> _PARTS OF THE EXERCISE_
(1) In the account of the Huhne and Pryce court case, reproduce the passage verbatim, starting at the words "The trial judge" and stopping after "Julian Knowles QC.".
(2) Extend the account of the Huhne and Pryce court case, picking up after its final sentence.
+++ PASSAGE FOR REVIEW +++
The trial judge was again Mr Justice Sweeney. Counsel for Crown was Andrew Edis QC. Huhne's counsel was John Kelsey-Fry QC, while Pryce was advised by solicitor Robert Brown and counsel in the case was Julian Knowles QC.

At the hearing on 4 February 2013 at the Crown Court at Southwark, Huhne pleaded guilty on re-arraignment, and subsequently announced that he would resign as an MP by taking the appointment of the Chiltern Hundreds. He also resigned from the Privy Council losing the style "The Right Honourable". He was remanded on unconditional bail until his sentencing. The trial of Pryce for perverting the course of justice began on 5 February 2013. She admitted taking Huhne's penalty points in evidence, but claimed that she had been coerced into doing so by her former husband.

On 20 February 2013, after the jury was unable to reach a verdict, the judge discharged the jury and ordered a retrial for Pryce. Previously, the jury had asked questions of the judge, including clarifications of "reasonable doubt" and whether they were permitted to come to a verdict "based on a reason that was not presented in court". The judge commented that the jury had an "absolutely fundamental deficit in understanding". The retrial ended on 7 March with Pryce's conviction by a unanimous jury, and sentencing was adjourned.
+++ ENTRIES SUPPLIED +++
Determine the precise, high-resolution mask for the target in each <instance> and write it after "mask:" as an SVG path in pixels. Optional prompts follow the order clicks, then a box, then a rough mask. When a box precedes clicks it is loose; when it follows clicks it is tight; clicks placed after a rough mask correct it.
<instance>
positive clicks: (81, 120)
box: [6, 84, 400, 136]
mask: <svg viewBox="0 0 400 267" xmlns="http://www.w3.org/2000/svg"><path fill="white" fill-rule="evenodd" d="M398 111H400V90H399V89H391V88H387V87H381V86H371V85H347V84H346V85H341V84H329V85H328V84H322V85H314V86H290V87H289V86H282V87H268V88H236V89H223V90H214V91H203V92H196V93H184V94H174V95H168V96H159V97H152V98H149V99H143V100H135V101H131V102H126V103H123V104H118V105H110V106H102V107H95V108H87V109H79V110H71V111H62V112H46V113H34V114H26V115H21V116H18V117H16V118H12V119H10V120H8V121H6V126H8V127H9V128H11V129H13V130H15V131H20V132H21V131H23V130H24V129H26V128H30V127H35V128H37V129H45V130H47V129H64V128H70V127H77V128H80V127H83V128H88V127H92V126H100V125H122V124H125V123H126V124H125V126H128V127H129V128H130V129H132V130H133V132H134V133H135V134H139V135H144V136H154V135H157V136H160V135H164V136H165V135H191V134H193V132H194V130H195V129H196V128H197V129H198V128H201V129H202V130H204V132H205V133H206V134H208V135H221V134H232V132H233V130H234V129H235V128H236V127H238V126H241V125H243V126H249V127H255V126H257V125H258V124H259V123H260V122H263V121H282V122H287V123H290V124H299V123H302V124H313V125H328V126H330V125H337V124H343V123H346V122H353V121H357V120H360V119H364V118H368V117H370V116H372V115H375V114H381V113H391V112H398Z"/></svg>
+++
> _EXPECTED RESULTS_
(1)
The trial judge was again Mr Justice Sweeney. Counsel for Crown was Andrew Edis QC. Huhne's counsel was John Kelsey-Fry QC, while Pryce was advised by solicitor Robert Brown and counsel in the case was Julian Knowles QC.

(2)
In February 2013, at the trial of Vicky Pryce it was revealed that barrister and part-time recorder Constance Briscoe had been arrested in relation to statements she had made to police that she had not had any involvement with the leaking of the driving licence points-swapping story. Briscoe was arrested on 6 October 2012 as a result of a police investigation. No announcement had been made at that time as to the nature of the allegations against her. Prosecutor Andrew Edis told the jury that Briscoe and Pryce had "started it together by approaching a man called Andrew Alderson (a journalist working for the Mail on Sunday)", falsely claiming that one of Huhne's aides, Jo White, took points for him in 2003. According to Edis, Briscoe was a neighbour and friend of Pryce and that the "two of them appear to have cooked up a plan" to bring about Huhne's downfall. On 1 May 2014, Briscoe was found guilty at the Old Bailey of three charges of attempting to pervert the course of justice, by lying to police, falsifying a witness statement, and providing a false document to an expert witness. On 2 May 2014, she was jailed for 16 months.

On 11 March 2013, Huhne and Pryce were each jailed for eight months.

In January 2014, the government announced the defence of marital coercion would be abolished, which was done in May of that year.

===Release===
Huhne and Pryce were both released from prison on 13 May 2013 subject to electronic tagging. Huhne is working in sustainable energy. Pryce has written a book based on her prison experience entitled Prisonomics, analysing women's prisons from the economic point of view. Royalties will be donated to Working Chance, a charity helping former women prisoners find work.